Industrial policy regime: Pakistan oscillates between protectionism and liberalisation. The Strategic Trade Policy Framework is renewed every three years.
Services
Wholesale and retail trade, transport, communications, financial intermediation, and public administration. The digital economy is small but growing: Pakistan IT exports crossed USD 3 billion in FY 2023-24, with the Pakistan Software Export Board targeting USD 25 billion by 2030.
Energy
Pakistan's energy mix:
| Source | Share in electricity generation |
|---|---|
| Thermal (gas, RLNG, oil, coal) | ~55-60% |
| Hydropower | ~25-30% |
| Nuclear | ~8-10% |
| Renewables (wind, solar, bagasse) | ~5% |
Circular debt in the power sector exceeds Rs. 2.5 trillion; recurring tariff increases under IMF programmes are politically costly. Capacity payments to private power producers (CPPs) are a major recurring drain on fiscal space.
External sector
- Major exports: textiles, rice, leather, sports goods, surgical instruments, IT services.
- Major imports: petroleum, machinery, palm oil, iron and steel, chemicals.
- Top trading partners: USA, China, EU, GCC, UK.
- Remittances: USD 25-30 billion, mainly from Saudi Arabia, UAE, USA, UK.
- FDI: Modest (USD 1.5-2 billion); SIFC pipeline could change this.
Public finance
- Federal Board of Revenue (FBR) collects most federal taxes; provincial RAs collect sales tax on services.
- National Finance Commission Award governs vertical revenue sharing.
- 18th Amendment (2010) devolved many subjects; provincial expenditure rose; revenue mobilisation by provinces still weak.
- Debt servicing consumes >50% of current federal expenditure — the single biggest constraint on development spending.
Money and banking
- State Bank of Pakistan is the central bank; SBP Amendment Act 2022 expanded autonomy.
- Conventional + Islamic banking: Islamic banking deposits crossed 20% of the system by 2024.
- Federal Shariat Court April 2022 verdict orders elimination of riba by 31 December 2027.
Demography and human capital
- Population over 241 million (2023 census).
- Median age: ~22 years — among the youngest in Asia.
- Labour-force participation: ~45% overall; female participation around 23%.
- Out-of-school children: 22-26 million.
- Stunting (children under 5): ~40%.
A youthful population is a potential demographic dividend — but only if education, skills and jobs match the bulge.
Reform agenda
Cross-cutting reforms repeatedly recommended by IMF, World Bank and domestic think-tanks:
- Broaden the tax base — retailers, agriculture, real estate.

##########

● **PROMPT 1**
Based on the overview of Pakistan's economy, decide whether each statement agrees with it: (a) the Strategic Trade Policy Framework is renewed every year; (b) Islamic banking deposits crossed 20% of the system by 2024; (c) the 2023 census counted fewer than 200 million people. For each, answer yes or no and quote the words that decide it.
● **PROMPT 2**
Go on with the overview of Pakistan's economy, picking up after its last line.

● **DATA**

##########

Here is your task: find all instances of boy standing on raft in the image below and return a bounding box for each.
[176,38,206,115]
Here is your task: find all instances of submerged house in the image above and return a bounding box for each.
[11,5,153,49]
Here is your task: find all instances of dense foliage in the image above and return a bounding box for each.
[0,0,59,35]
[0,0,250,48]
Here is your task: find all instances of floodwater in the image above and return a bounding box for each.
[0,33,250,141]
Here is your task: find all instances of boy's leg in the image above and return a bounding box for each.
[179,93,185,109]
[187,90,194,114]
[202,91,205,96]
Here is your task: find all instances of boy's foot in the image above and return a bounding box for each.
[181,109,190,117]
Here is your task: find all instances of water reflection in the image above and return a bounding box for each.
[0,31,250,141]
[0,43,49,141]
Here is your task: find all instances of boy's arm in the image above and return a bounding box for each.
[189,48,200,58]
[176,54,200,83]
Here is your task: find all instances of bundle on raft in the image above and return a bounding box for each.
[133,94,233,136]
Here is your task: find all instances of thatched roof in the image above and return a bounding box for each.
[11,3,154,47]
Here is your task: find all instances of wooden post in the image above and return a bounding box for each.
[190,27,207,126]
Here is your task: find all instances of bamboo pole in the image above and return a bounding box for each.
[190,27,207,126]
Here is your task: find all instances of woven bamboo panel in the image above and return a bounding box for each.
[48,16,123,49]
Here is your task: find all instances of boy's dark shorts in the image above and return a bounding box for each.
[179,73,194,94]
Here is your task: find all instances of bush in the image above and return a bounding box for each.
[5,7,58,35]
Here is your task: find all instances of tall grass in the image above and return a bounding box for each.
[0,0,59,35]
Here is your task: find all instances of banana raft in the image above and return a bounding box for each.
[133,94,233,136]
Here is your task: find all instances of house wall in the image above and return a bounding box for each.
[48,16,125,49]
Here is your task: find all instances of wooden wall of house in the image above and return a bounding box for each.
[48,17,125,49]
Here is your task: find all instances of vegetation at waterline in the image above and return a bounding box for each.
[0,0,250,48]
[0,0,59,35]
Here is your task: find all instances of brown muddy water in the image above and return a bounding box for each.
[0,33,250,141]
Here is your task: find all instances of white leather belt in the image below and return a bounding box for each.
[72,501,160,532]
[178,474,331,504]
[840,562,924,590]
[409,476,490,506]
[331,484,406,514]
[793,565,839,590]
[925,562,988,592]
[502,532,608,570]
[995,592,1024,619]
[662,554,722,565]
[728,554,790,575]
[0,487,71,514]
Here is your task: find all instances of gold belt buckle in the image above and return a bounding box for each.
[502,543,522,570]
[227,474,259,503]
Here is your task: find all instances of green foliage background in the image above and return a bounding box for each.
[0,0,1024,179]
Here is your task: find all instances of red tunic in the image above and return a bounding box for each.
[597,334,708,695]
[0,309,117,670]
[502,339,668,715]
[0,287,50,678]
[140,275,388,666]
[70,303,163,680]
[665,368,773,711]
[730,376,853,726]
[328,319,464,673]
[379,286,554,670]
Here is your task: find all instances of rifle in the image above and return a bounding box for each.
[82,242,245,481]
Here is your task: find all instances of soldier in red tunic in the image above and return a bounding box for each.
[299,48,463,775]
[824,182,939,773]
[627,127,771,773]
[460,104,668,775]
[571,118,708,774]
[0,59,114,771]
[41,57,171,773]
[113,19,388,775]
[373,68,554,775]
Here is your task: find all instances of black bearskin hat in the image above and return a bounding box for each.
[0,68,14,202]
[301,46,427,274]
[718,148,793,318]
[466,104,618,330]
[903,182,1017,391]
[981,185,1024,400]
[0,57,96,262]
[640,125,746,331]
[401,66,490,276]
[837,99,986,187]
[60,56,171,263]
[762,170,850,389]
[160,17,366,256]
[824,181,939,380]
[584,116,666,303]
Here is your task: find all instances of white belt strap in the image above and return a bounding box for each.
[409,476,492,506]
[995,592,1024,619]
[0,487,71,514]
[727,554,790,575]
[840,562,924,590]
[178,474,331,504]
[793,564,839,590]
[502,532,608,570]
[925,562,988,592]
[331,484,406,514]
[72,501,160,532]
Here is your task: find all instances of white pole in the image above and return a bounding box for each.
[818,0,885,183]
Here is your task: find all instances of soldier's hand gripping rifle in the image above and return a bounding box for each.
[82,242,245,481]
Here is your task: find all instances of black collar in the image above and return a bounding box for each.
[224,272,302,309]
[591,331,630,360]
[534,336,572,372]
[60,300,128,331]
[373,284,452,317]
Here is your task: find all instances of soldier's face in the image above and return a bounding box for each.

##########

● **TASK RESULT 1**
(a) No: "The Strategic Trade Policy Framework is renewed every three years."
(b) Yes: "Islamic banking deposits crossed 20% of the system by 2024."
(c) No: "Population over 241 million (2023 census)."

● **TASK RESULT 2**
- Rationalise subsidies — energy and fertiliser.
- Reform SOEs — PIA, Pakistan Steel Mills, DISCOs.
- Improve human capital — schools, primary health, nutrition.
- Diversify exports — beyond cotton-based textiles.
- Climate adaptation — water management, resilient infrastructure.
- Strengthen federalism — empower local governments.
- Improve the business climate — investor protection, contract enforcement.
For CSS essay-style answers, frame Pakistan's economic story as a "high-growth, low-stability" trap: episodes of rapid growth interrupted by external-account crises, each followed by IMF stabilisation. Reform proposals must address the structural drivers — narrow tax base, distorted incentives, weak institutions — not just symptoms.
CPEC and regional connectivity
The China-Pakistan Economic Corridor, launched in 2015, is a flagship of China's Belt and Road Initiative. Phase 1 focused on energy and infrastructure; Phase 2 emphasises Special Economic Zones (Rashakai, Allama Iqbal, Dhabeji), agricultural cooperation and ML-1 railway upgrade. The total announced portfolio exceeds USD 60 billion.
Critics highlight rising external debt service and limited technology transfer; supporters emphasise the addition of over 10,000 MW of generation capacity and the Gwadar port as a strategic asset.
Climate and Pakistan's future
Pakistan contributes less than 1% of global emissions yet ranks among the top 10 most climate-vulnerable countries. The 2022 super-floods cost roughly USD 30 billion. The Loss and Damage Fund at COP-27 (2022) was secured largely through Pakistani diplomacy. Adaptation finance and a just energy transition are now central to Pakistan's medium-term economic strategy.